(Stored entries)
━━━━━━━━

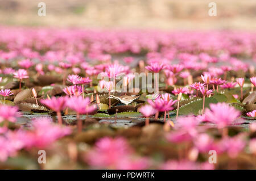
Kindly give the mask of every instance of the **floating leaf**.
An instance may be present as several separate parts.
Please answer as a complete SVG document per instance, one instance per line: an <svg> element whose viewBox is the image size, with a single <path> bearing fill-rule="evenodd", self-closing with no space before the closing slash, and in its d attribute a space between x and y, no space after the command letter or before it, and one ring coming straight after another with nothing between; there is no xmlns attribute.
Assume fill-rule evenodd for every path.
<svg viewBox="0 0 256 181"><path fill-rule="evenodd" d="M100 110L106 110L109 108L109 105L103 103L100 103Z"/></svg>
<svg viewBox="0 0 256 181"><path fill-rule="evenodd" d="M9 100L0 100L0 104L14 106L14 103Z"/></svg>
<svg viewBox="0 0 256 181"><path fill-rule="evenodd" d="M53 89L53 86L45 86L43 87L41 91L38 92L39 95L46 95L46 92L47 92L49 90L52 90Z"/></svg>
<svg viewBox="0 0 256 181"><path fill-rule="evenodd" d="M218 92L214 92L214 94L212 97L215 98L218 102L220 103L226 102L228 100L228 98L224 94Z"/></svg>
<svg viewBox="0 0 256 181"><path fill-rule="evenodd" d="M97 113L92 116L94 117L112 117L110 115L104 113Z"/></svg>
<svg viewBox="0 0 256 181"><path fill-rule="evenodd" d="M205 108L209 108L210 103L216 104L218 101L213 97L205 98ZM192 100L189 103L182 106L179 110L179 115L189 115L193 113L198 115L200 111L203 109L203 99ZM177 111L175 110L176 112Z"/></svg>
<svg viewBox="0 0 256 181"><path fill-rule="evenodd" d="M117 117L141 117L142 115L138 112L123 112L117 113Z"/></svg>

━━━━━━━━

◆ Set exercise ◆
Change "floating leaf" to "water lily pad" in the records from the start up to and including the line with "100L0 100L0 104L14", and leave everything else unchanged. Give only those lines, without the pictures.

◆ Written response ◆
Kindly give the mask of every instance of the **water lily pad**.
An instance may be present as several separate parts.
Please answer as a complete SVG document per instance, one instance per line: an <svg> element whose viewBox is the image size, with a single <path> bearing fill-rule="evenodd", self-closing with no space before the closing slash, and in its d attribute a space between x and y, no space after the command letter or before it, and one ring coming straight after another with nothing between; there is no xmlns attribute.
Assume fill-rule evenodd for every path.
<svg viewBox="0 0 256 181"><path fill-rule="evenodd" d="M100 110L106 110L109 108L109 105L103 103L100 103Z"/></svg>
<svg viewBox="0 0 256 181"><path fill-rule="evenodd" d="M9 100L0 100L0 104L14 106L14 103Z"/></svg>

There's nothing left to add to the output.